→ Document text
>>>>
John Walden, the new chief executive of its parent company Home Retail Group, refused to reveal how many workers could lose their jobs, but at least one employee – Homebase’s managing director Paul Loft – has agreed to step aside. Homebase has 17,000 staff in total, including head office employees, but the firm admitted that too many of its shops were either losing money or in decline.

The closures are the first major decision made by Mr Walden since he took charge of the business from the long-serving boss, Terry Duddy, earlier this year.

“Not all the stores we will be closing are making a loss,” Mr Walden said. “Around 10 per cent of stores are unprofitable, but you will find that in any other retailer.

“Retail in the UK is over-stretched everywhere, which is why you see retailers reducing space. There’s a movement across retail to reduce square footage and we believe we can fix it here.”

It means around 81 of its 323 stores will close by 2018, with 30 expected to shut their doors by the end of the financial year.

Mr Walden added that he expected other retailers to follow suit and start shutting space too. Shareholders appeared to agree with his assessment, as shares ended up 4.1p at 179.7p.

An expensive store refit programme will end next year as bosses assess whether the £1m price tag for each refit is worth it. “Sales growth in those stores is up 15 to 20 per cent but we’d like to see a bit more consistency across the stores,” Mr Walden added.

The DIY market has struggled since the 2008 recession as the housing market dried up and has only started recovering slowly in the last few quarters. Typically, it takes six months for housing market uplifts to filter through to stores.

Homebase warned: “Although economic indicators have more recently improved, several structural factors continue to affect home improvement retailing including an excess of retail space, the rise of a generation less skilled in DIY projects.”

It comes as Home Retail Group saw sales up 2.8 per cent to £2.67bn, however pre-tax profits for the six months to end of August fell 4.9 per cent to £13.5m. Sales at Homebase rose 4.1 per cent on a like-for-like basis, with its sister business Argos up 2.9 per cent.

Mr Walden said Argos expects Christmas best sellers to include electronics, TVs and computer consoles, with toys from Disney’s Frozen series expected to sell well.
<<<<
Rows from a pointing dataset
>>>>
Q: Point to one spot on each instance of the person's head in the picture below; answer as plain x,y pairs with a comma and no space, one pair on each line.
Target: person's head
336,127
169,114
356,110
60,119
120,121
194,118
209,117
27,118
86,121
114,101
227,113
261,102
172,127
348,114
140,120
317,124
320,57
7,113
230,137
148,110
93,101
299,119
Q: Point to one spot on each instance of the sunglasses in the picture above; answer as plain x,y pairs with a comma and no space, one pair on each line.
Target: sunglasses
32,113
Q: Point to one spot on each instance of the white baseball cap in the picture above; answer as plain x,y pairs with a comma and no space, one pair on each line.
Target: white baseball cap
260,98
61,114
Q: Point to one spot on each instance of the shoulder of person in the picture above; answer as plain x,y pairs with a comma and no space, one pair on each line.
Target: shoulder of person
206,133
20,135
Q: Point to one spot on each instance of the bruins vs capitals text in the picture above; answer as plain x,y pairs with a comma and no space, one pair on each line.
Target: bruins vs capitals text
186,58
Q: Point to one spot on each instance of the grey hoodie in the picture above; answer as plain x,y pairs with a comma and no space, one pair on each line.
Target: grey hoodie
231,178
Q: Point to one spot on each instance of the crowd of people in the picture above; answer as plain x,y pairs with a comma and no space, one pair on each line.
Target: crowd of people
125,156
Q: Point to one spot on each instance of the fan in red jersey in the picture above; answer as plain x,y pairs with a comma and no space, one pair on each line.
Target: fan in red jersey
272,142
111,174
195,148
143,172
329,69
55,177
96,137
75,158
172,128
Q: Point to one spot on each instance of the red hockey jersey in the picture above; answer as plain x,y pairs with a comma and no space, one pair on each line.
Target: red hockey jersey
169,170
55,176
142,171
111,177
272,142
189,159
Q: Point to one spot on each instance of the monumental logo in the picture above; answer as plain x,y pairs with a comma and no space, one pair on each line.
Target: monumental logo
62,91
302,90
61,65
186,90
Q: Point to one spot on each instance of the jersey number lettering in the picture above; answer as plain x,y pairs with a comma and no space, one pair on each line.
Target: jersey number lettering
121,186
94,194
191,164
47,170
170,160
<<<<
→ Task requirements
In the article on the Homebase store closures, copy word for word everything from "The closures are" down to "earlier this year.". These entries were taken from a different source than the article.

→ Finished answer
The closures are the first major decision made by Mr Walden since he took charge of the business from the long-serving boss, Terry Duddy, earlier this year.